* Goal 1 *
Name every album that the album list discusses.

* Text shown *

Clipse, Let God Sort ‘Em Out

I’m not going to dissect what brought me back to this album again and again. I just don’t have the vocabulary to analyze hip-hop the way I do with rock or classical music. But I know there was an emotional core to Let God Sort ‘Em Out that transcended the swagger intrinsic to hip-hop. Also, I just like hearing, “This is culturally inappropriate.”

Kendrick Lamar, GNX

Why is this album showing up on a 2025 list when it was released in late 2024? Because I had already locked up my 2024 list, and the physical release of the album happened in 2025. The bona fides of this album have already been well-established, and I have little to add to what’s already been said.

Amanda Shires, Nobody’s Girl

We heard both sides of the split between Amanda Shires and Jason Isbell this year, and as far as a listening experience is concerned, I throw my hat in with Shires. “The Details” is uncomfortably honest, and the determination that comes through these songs leaves an impression long after the album ends.

Tyler Childers, Snipe Hunter

I just love the range of subject matter Childers tackles on this album.

Parlando / Ian Niederhoffer, Censored Anthems

Dmitri Shostakovich is the marquee composer in this collection, but he takes the least amount of running time. Rather, the focus centers on Mieczyslaw Weinberg’s Concertino for Violin and Edvard Mirzoyan’s Symphony for Strings. Paired with Shostakvoich’s Adagio from Lady Macbeth of Mtsensk, Censored Anthems would make for a fine evening at the concert hall.

Dataset entries:
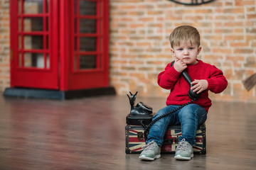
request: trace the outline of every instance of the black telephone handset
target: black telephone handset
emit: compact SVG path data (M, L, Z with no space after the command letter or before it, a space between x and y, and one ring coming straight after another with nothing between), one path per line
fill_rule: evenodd
M174 65L174 61L171 62L171 67L172 65ZM200 94L197 94L196 92L193 92L191 90L191 87L193 86L193 84L191 84L192 80L191 78L190 77L188 72L186 71L186 69L184 69L182 72L182 76L184 77L184 79L186 79L186 81L188 83L190 88L189 88L189 91L188 91L188 96L193 100L196 100L199 98Z

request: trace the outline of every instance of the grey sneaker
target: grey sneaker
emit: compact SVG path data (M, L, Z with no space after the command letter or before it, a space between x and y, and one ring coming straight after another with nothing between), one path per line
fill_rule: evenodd
M190 160L193 157L193 147L183 139L178 143L174 158L181 160Z
M154 140L144 146L142 149L144 150L139 157L140 159L154 161L161 157L161 147Z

* Goal 2 *
Format the records as a numbered list, leaving out blank lines, from the line containing "request: trace the outline of every instance of the grey" down to the end of the records.

* Task answer 1 *
Let God Sort ‘Em Out
GNX
Nobody’s Girl
Snipe Hunter
Censored Anthems

* Task answer 2 *
1. request: trace the outline of every instance of the grey sneaker
2. target: grey sneaker
3. emit: compact SVG path data (M, L, Z with no space after the command letter or before it, a space between x and y, and one ring coming straight after another with nothing between), one path per line
4. fill_rule: evenodd
5. M190 160L193 157L193 147L183 139L178 143L174 158L181 160Z
6. M154 140L144 146L142 149L144 150L139 157L140 159L154 161L161 157L161 147Z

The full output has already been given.